* WHAT THE TASK REQUIRES *
Restate the entries below word for word, omitting nothing.
****************
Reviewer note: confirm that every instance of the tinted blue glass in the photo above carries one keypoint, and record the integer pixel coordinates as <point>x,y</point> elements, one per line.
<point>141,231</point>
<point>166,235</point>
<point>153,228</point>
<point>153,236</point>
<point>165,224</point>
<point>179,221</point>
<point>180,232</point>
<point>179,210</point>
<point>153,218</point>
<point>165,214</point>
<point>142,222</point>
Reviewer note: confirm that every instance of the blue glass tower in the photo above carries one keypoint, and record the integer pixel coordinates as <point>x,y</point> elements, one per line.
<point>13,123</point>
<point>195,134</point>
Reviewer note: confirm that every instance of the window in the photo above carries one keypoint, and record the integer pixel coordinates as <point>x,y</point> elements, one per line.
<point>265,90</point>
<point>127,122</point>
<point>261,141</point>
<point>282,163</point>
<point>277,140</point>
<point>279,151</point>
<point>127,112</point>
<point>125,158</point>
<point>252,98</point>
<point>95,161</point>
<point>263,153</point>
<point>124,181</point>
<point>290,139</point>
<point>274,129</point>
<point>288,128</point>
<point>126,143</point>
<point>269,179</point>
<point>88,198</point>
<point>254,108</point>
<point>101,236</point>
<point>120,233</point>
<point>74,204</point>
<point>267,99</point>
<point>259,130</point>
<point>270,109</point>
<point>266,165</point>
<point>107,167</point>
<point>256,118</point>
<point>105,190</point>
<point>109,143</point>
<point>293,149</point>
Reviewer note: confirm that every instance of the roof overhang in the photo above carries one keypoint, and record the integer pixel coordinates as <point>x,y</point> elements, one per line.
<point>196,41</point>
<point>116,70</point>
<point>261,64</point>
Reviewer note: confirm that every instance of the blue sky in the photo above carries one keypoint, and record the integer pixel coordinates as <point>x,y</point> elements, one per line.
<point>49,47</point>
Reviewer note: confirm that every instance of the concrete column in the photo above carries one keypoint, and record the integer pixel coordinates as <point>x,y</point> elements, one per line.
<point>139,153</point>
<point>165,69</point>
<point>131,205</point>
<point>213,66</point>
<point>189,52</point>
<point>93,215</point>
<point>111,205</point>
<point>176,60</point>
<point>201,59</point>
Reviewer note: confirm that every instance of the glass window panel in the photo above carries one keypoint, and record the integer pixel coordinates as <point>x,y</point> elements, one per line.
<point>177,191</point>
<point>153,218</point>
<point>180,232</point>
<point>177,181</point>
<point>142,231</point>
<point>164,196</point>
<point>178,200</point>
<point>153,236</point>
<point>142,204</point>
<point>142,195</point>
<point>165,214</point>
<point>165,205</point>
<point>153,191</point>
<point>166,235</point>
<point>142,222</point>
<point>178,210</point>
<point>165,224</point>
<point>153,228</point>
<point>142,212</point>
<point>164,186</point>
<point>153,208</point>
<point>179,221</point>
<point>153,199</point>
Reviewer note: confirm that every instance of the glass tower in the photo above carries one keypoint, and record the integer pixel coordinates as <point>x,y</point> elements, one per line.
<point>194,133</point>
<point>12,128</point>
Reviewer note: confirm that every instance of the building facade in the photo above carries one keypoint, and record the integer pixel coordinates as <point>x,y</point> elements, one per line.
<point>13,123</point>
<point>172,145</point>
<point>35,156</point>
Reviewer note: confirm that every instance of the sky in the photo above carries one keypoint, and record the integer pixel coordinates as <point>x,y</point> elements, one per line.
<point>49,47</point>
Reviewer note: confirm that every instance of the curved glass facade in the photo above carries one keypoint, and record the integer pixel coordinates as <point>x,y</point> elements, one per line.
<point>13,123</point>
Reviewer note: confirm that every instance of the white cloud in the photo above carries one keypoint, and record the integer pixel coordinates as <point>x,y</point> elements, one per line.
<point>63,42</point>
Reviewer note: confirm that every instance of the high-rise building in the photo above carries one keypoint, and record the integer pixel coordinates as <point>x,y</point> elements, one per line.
****************
* TASK RESULT *
Reviewer note: confirm that every instance of the tinted blue glass in the photo above carries one keypoint, and record the integer pixel coordinates as <point>x,y</point> elements, one per line.
<point>141,231</point>
<point>166,235</point>
<point>153,228</point>
<point>153,236</point>
<point>165,224</point>
<point>179,221</point>
<point>180,232</point>
<point>179,210</point>
<point>153,218</point>
<point>165,214</point>
<point>142,222</point>
Reviewer note: confirm that every instance of the blue glass tower in the photo above carries one keypoint, and record the integer pixel coordinates as <point>x,y</point> elements, one per line.
<point>13,123</point>
<point>195,134</point>
Reviewer note: confirm that every instance of the window in the photo above carries one keypoint, and record the integer pixel coordinates as <point>x,y</point> elements, one per line.
<point>265,90</point>
<point>127,122</point>
<point>261,141</point>
<point>282,163</point>
<point>277,140</point>
<point>279,151</point>
<point>127,112</point>
<point>125,158</point>
<point>252,98</point>
<point>95,161</point>
<point>263,153</point>
<point>124,181</point>
<point>290,139</point>
<point>274,129</point>
<point>288,128</point>
<point>126,143</point>
<point>269,179</point>
<point>88,198</point>
<point>254,108</point>
<point>101,236</point>
<point>120,233</point>
<point>74,204</point>
<point>267,99</point>
<point>259,130</point>
<point>270,109</point>
<point>266,165</point>
<point>107,167</point>
<point>256,118</point>
<point>105,190</point>
<point>109,143</point>
<point>293,149</point>
Reviewer note: confirm that every instance of the roof overhang in the photo above carries one keypoint, and record the integer pixel coordinates as <point>x,y</point> elements, one per line.
<point>196,41</point>
<point>116,70</point>
<point>261,64</point>
Reviewer note: confirm that every instance of the blue sky in the photo above carries one keypoint, and record the integer pixel coordinates as <point>x,y</point> elements, one per line.
<point>49,47</point>
Reviewer note: confirm that every instance of the concrete column in the photo above carries one keypoint, and record the integer pixel coordinates as <point>x,y</point> elements, one per line.
<point>139,153</point>
<point>165,69</point>
<point>131,205</point>
<point>213,66</point>
<point>189,52</point>
<point>93,215</point>
<point>111,205</point>
<point>176,60</point>
<point>201,59</point>
Reviewer note: confirm that every instance of the glass window panel in the photo above carries one keypoint, and record the integer pixel coordinates as <point>x,y</point> elements, one per line.
<point>177,191</point>
<point>153,218</point>
<point>180,232</point>
<point>177,181</point>
<point>142,231</point>
<point>164,196</point>
<point>178,200</point>
<point>153,236</point>
<point>142,204</point>
<point>142,195</point>
<point>165,214</point>
<point>165,205</point>
<point>153,191</point>
<point>166,235</point>
<point>142,222</point>
<point>178,210</point>
<point>165,224</point>
<point>153,228</point>
<point>142,212</point>
<point>164,186</point>
<point>153,208</point>
<point>179,221</point>
<point>153,199</point>
Reviewer note: confirm that every instance of the glass tower in the photo above carries one keypoint, and record the integer pixel coordinates as <point>x,y</point> elements, one per line.
<point>194,133</point>
<point>12,128</point>
Reviewer note: confirm that every instance of the building facade in the photo above carries one keypoint, and record the integer pixel coordinates as <point>x,y</point> elements, one per line.
<point>13,123</point>
<point>172,145</point>
<point>35,156</point>
Reviewer note: confirm that every instance of the sky in the photo above carries one keypoint, and record the integer pixel coordinates as <point>x,y</point> elements, one per line.
<point>49,47</point>
Reviewer note: confirm that every instance of the curved glass facade in the photo above carries one keypoint, and record the integer pixel coordinates as <point>x,y</point> elements, one per line.
<point>13,123</point>
Reviewer note: confirm that every instance of the white cloud in the photo above carries one keypoint, and record the integer pixel coordinates as <point>x,y</point> elements, one per line.
<point>63,42</point>
Reviewer note: confirm that every instance of the high-rise building in the photo above carries one keypoint, and record the integer pixel coordinates as <point>x,y</point> elements, one per line.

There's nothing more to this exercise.